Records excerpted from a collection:
....
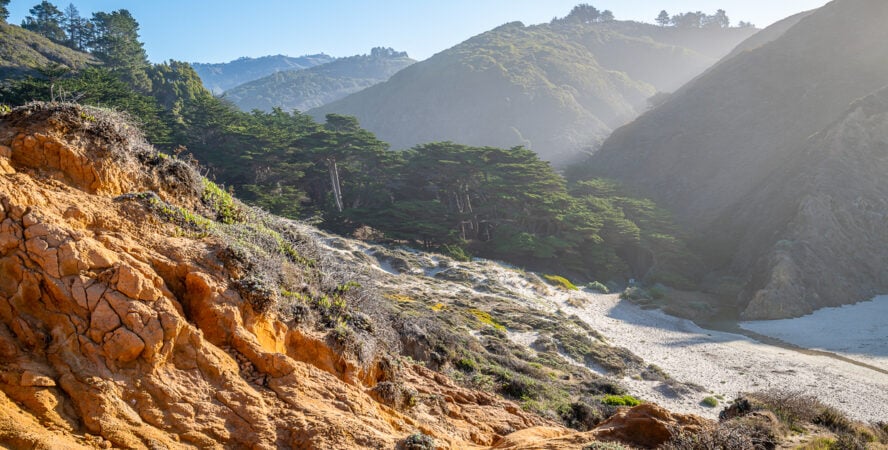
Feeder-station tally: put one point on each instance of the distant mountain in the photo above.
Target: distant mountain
(223, 76)
(22, 51)
(557, 88)
(763, 160)
(319, 85)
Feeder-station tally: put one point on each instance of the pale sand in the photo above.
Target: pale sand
(727, 364)
(723, 364)
(856, 331)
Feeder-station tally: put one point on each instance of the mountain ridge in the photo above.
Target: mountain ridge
(316, 86)
(745, 123)
(219, 77)
(541, 86)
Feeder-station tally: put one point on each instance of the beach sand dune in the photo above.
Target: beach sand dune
(725, 364)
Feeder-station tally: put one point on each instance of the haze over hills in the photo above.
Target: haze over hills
(732, 155)
(557, 88)
(22, 52)
(316, 86)
(219, 77)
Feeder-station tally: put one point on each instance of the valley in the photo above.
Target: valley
(609, 230)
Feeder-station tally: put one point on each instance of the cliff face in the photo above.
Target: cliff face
(116, 331)
(125, 323)
(815, 230)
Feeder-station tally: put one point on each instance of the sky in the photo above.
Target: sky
(223, 30)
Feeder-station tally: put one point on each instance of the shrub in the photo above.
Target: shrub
(581, 415)
(221, 203)
(635, 293)
(599, 287)
(466, 365)
(604, 446)
(561, 282)
(456, 252)
(833, 419)
(656, 292)
(418, 441)
(485, 318)
(620, 400)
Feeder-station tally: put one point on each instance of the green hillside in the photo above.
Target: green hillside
(220, 77)
(316, 86)
(22, 51)
(763, 161)
(557, 88)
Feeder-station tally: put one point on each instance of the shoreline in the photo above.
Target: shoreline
(727, 364)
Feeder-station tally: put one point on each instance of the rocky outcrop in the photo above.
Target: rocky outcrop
(721, 152)
(644, 426)
(828, 244)
(114, 331)
(121, 329)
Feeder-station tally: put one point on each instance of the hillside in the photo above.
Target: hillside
(316, 86)
(22, 51)
(557, 88)
(219, 77)
(142, 307)
(744, 126)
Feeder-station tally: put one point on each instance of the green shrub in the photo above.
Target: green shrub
(635, 293)
(466, 365)
(221, 202)
(604, 446)
(418, 441)
(456, 252)
(485, 318)
(710, 402)
(620, 400)
(598, 286)
(561, 282)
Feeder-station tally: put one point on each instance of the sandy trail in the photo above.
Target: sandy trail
(723, 364)
(726, 364)
(856, 331)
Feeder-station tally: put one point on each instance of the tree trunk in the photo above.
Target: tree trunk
(334, 180)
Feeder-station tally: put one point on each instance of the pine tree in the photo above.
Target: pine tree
(663, 18)
(4, 12)
(115, 41)
(76, 28)
(45, 19)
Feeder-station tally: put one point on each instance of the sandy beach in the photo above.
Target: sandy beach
(727, 364)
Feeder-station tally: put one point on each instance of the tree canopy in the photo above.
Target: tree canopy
(46, 20)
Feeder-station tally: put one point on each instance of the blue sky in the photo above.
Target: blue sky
(222, 30)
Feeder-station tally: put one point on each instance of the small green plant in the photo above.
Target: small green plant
(657, 292)
(485, 318)
(222, 203)
(466, 365)
(456, 252)
(599, 287)
(620, 400)
(710, 402)
(604, 446)
(418, 441)
(561, 282)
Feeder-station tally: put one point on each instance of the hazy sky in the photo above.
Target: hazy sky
(222, 30)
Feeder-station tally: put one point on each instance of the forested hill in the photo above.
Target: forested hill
(557, 88)
(220, 77)
(23, 52)
(316, 86)
(463, 200)
(766, 158)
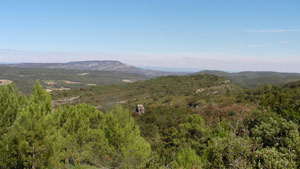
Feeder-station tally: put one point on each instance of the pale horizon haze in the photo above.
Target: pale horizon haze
(232, 35)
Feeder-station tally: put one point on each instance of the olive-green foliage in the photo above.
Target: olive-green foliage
(80, 136)
(26, 77)
(187, 158)
(129, 150)
(228, 152)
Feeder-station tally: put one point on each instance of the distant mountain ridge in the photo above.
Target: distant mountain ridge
(253, 79)
(106, 65)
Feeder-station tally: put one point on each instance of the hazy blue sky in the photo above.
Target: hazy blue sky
(228, 35)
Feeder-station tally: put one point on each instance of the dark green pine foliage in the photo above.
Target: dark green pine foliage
(32, 136)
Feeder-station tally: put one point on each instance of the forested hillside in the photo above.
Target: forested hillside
(255, 79)
(199, 121)
(62, 79)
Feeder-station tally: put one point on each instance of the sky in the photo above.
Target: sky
(229, 35)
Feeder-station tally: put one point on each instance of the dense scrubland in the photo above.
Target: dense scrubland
(197, 121)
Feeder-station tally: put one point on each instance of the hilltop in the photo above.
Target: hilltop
(253, 79)
(106, 65)
(63, 79)
(192, 92)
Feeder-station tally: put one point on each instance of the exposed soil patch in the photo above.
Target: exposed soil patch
(70, 82)
(5, 82)
(127, 81)
(83, 74)
(91, 84)
(50, 89)
(49, 83)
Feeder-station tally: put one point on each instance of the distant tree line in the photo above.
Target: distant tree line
(34, 135)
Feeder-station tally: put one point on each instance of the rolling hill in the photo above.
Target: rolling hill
(107, 65)
(63, 79)
(256, 78)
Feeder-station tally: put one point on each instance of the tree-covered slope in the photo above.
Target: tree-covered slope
(255, 79)
(34, 134)
(63, 79)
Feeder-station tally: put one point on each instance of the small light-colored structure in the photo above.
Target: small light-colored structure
(140, 109)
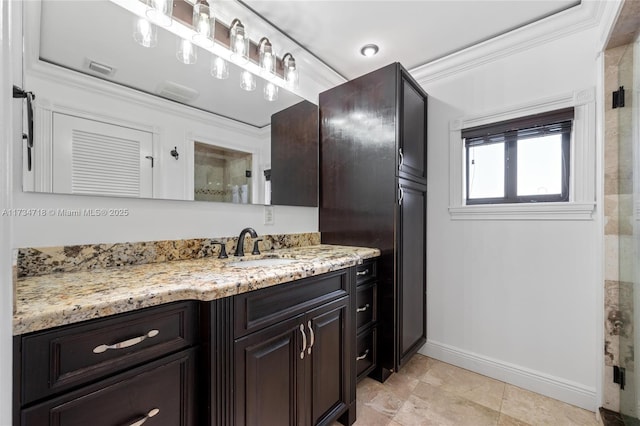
....
◆ **Aim of the task**
Filter the data above and copy out every line that contains the word "dark".

◆ **Response**
Feeder-station tally: put one point on each instance of the dark green pine foliage in the photo above.
Target: dark green pine foliage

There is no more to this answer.